• **Problem to solve**:
Write each line out again exactly as written.

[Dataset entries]
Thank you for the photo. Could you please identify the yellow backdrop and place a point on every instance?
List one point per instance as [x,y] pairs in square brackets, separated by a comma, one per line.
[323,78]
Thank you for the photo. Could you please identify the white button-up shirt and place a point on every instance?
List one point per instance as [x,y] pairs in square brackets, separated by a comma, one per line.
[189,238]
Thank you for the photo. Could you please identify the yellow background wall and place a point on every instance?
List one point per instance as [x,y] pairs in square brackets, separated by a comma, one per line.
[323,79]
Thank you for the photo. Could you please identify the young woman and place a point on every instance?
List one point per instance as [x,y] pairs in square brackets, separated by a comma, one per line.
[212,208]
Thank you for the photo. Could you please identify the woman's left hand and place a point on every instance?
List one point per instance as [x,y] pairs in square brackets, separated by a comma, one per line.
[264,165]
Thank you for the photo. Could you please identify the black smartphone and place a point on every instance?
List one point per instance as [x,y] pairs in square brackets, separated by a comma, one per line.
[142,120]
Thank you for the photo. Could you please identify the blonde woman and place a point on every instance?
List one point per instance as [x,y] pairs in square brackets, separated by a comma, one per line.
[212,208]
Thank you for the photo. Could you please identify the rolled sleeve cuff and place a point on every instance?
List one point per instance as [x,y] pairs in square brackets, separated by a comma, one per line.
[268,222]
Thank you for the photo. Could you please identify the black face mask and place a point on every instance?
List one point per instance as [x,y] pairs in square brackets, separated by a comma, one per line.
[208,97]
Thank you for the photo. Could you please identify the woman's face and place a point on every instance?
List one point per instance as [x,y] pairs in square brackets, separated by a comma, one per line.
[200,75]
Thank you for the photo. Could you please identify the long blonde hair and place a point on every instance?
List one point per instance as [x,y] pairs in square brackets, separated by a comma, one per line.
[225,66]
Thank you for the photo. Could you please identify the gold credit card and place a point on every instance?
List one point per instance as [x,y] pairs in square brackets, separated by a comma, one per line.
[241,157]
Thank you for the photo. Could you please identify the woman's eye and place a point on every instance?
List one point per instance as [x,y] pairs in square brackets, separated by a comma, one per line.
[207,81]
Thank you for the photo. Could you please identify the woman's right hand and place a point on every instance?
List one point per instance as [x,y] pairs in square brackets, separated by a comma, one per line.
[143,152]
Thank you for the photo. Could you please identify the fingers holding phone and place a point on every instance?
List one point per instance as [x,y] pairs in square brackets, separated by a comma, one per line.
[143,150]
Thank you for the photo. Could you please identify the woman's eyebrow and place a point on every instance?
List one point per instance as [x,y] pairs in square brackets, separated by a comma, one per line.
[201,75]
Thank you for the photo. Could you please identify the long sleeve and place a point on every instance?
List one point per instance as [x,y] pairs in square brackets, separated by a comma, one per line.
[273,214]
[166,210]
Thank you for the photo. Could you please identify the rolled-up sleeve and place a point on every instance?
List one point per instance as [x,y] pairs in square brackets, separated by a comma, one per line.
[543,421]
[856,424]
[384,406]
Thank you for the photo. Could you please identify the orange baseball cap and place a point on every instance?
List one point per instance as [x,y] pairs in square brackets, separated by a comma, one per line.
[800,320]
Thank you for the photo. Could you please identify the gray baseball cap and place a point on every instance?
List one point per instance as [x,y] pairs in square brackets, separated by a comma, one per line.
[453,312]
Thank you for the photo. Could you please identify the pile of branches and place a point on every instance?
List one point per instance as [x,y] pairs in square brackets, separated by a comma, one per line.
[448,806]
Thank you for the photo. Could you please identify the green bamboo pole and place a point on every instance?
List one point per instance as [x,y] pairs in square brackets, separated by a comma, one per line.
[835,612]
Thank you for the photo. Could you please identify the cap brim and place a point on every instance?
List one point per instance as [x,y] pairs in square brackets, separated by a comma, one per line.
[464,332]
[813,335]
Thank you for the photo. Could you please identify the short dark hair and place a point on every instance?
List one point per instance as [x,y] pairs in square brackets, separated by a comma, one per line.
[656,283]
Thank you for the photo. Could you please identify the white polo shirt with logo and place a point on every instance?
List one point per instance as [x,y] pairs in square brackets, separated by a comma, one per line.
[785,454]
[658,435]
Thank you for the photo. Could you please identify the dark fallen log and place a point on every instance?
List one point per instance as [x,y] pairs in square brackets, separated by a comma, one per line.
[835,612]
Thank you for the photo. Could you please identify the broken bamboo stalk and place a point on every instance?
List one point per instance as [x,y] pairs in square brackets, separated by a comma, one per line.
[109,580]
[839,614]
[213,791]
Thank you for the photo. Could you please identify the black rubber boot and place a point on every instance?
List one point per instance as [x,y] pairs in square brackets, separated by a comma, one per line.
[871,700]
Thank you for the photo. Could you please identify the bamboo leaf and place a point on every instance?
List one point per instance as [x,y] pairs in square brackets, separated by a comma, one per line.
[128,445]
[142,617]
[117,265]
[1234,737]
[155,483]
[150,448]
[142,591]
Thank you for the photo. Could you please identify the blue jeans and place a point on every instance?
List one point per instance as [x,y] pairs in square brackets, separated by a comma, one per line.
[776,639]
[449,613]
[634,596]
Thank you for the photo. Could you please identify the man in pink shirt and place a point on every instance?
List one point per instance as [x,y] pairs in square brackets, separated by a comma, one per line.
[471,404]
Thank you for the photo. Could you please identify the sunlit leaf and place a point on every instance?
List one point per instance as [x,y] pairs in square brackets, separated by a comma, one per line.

• **Expected answer**:
Thank you for the photo. Could you please identify the yellow backdrop and place a point on every instance?
List one point per instance as [x,y] pairs in square brackets, separated by a comma, one per line.
[323,78]
Thank you for the photo. Could you please identify the white button-up shirt and place a point on every instance?
List one point per instance as [x,y] pairs in square brackets, separated by a comma, one per line.
[189,238]
Thank you for the photo. Could you please identify the yellow background wall and place a point on every instance?
List one point per instance as [x,y] pairs in square brackets, separated by a comma, one per line.
[323,79]
Thank you for the photo. Could you please identify the young woman and place a point on every instance?
List one point per instance as [x,y] pairs in square brackets, separated by a comma, one per line.
[212,208]
Thank you for the photo. Could you please identify the woman's left hand and place a point on every instance?
List one point per instance as [x,y] pairs in square brackets, separated by a comma, one per line.
[264,165]
Thank you for the photo. Could you please identify the black smartphone and place a point on every instance?
List one point per instance as [x,y] pairs in square brackets, separated by a comma, one per line.
[142,120]
Thank you for the photo. Could you please identify the blonde woman and place a point on every instance?
List one point per instance as [x,y] pairs in square brackets, separated by a comma, one per line.
[212,208]
Thank you for the photo. Could you please identify the rolled sleeve cuff and place a point on every instance?
List one point per instance as [x,y] pairs in square brackets, separated by a comma, one per line.
[268,222]
Thank you for the photo. Could you please identify the black face mask and place a point on every instance?
List one point per instance as [x,y] pairs in square brackets, separated by a comma, one per line.
[208,97]
Thank you for the photo. Could you please identify the woman's face and place a point on every instance?
List one point per instance as [x,y] pairs in square brackets, separated by a comma, one per line.
[200,75]
Thank you for the photo. Could you please identify the long blonde hair and place a point on every instance?
List one point per instance as [x,y] pairs in square brackets, separated by a comma, one per line.
[225,66]
Thank you for the photo. Could you please identify the gold credit card and place a point on every instance?
List one point per instance as [x,y] pairs in square brackets, separated by a comma, one per line.
[241,157]
Thank you for the photo. Could you please identify the woman's eye and place a point on every instance?
List one point per instance as [x,y] pairs in square brackets, separated by a comma, one per line.
[207,81]
Thank you for the photo. Could you please identify the woman's right hand and place a point on every instance?
List one point per instance as [x,y] pairs in square brackets, separated by a comma, one per line.
[143,152]
Thank you for the photo. Could you please identify the fingers holding phone and place a point on every instance?
List one point per instance as [x,y] pairs in square brackets, separated by a comma, one per line.
[143,150]
Thank you for the photo. Could you please identify the woman's eyebrow and place a point on every instance?
List one point per instance as [x,y] pairs in square brackets, separated by a comma, one per line.
[201,75]
Thank you for the photo. Could you please identify the long sleeve and place a point on every instance?
List one point per instance as [x,y] pairs in square brackets, separated by a comma, one per line.
[273,214]
[166,210]
Thank you for the photo. Could you please identify the rolled-up sleeve and place a point on every instance?
List one point per instance as [x,y] pairs in square brackets, separated by a comma, one per line.
[543,421]
[856,424]
[384,406]
Thank you for the photo. Could you please identify the orange baseball cap and place a point on every instance?
List one point per instance as [x,y] pairs in square brackets, separated by a comma, one per line.
[800,320]
Thank you for the photo. Could you please identify the gray baseball cap and place a point on every instance?
List one point per instance as [x,y] pairs in square brackets, separated by a comma, one per line.
[453,312]
Thank you for the photo. Could you please identify the pile of branches and place a point on every instance?
List one point per instance as [x,y] pairs in square brackets, separated by a comma, one per line.
[448,806]
Thank you for the photo. Could you please identify the green bamboo pole and place a point on every instance?
List one point per instance as [x,y] pairs in square brackets, separated by a comma, one per line.
[835,612]
Thank you for the photo. Could you please identify the cap brim and place a point on every instance?
List one point per instance as [x,y] pairs in square brackets, separated by a comma, one per line.
[464,332]
[813,335]
Thank you for the photo. Could you please identify the short dark hair and place a point on every instance?
List one point per instance as [x,y] pairs in square brackets, separated by a comma, one per line.
[656,283]
Thank you for the photo. Could you please identify the white polo shirt with logo and place a point on every instance?
List one point per instance as [x,y] pairs in square brackets, separated by a comma, one per line.
[785,454]
[658,435]
Thank you for the photo. Could you please identify the dark fallen log and place a point on every instance?
List one point per instance as [x,y] pairs in square brackets, separated by a comma, one per line.
[835,612]
Thank you for the photo. Could you please identify the broken bamboo stalk and place a point on every instance?
List one point per instance as [x,y] pairs in square brackets, separated by a comma, one per line.
[109,580]
[839,614]
[213,791]
Thank you for the photo. Could you please identify the black rubber boot and place a point on every instance?
List one point per instance as [x,y] pairs in square brackets, separated by a comma, one per line.
[871,700]
Thank you for the photo. Could you please identify the bamboo leaf and place a point on every instance?
List one point per instance as [x,y] pairs in square brackets, separated by a comma, one per line.
[128,445]
[142,617]
[117,265]
[1234,737]
[155,483]
[150,448]
[142,591]
Thank you for the photo. Could you please identify the blue jeans and place a point on every instance?
List one point per instance as [x,y] pairs in square brackets, separated by a comma, one per line.
[776,639]
[449,613]
[634,596]
Thank you for the photo. Could you please identify the man in pink shirt and place a point on every instance?
List one point per instance as [x,y] pairs in square brackets, separated by a comma, one per line.
[471,404]
Thank you for the photo. Could you please identify the sunlit leaf and place a point on every instance?
List one point per instance as [x,y] pairs in square brackets, separated by a comma, one per line.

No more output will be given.